Data extract ::

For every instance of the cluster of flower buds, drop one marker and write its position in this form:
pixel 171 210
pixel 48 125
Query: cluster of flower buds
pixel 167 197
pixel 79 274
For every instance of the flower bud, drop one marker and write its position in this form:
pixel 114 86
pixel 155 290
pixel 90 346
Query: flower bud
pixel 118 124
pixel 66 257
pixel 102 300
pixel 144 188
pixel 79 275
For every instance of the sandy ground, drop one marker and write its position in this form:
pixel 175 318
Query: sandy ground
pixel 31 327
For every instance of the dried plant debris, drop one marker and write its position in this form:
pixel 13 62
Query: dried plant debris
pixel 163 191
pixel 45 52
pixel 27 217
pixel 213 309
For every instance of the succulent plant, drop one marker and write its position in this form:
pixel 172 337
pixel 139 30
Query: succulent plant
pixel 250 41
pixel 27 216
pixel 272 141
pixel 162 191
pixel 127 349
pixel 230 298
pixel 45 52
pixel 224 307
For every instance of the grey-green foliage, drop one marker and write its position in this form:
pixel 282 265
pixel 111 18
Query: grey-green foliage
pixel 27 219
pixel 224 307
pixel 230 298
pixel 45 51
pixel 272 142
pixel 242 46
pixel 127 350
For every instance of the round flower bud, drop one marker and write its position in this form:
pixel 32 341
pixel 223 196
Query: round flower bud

Aim :: Copy out the lines of the records above word for word, from the line with "For every instance of the dried" up to and including the line with "pixel 213 309".

Answer for this exercise ::
For every instance of the dried plant debris, drop one marker and write its position in this form:
pixel 13 62
Query: dried plant debris
pixel 163 191
pixel 45 52
pixel 27 217
pixel 213 309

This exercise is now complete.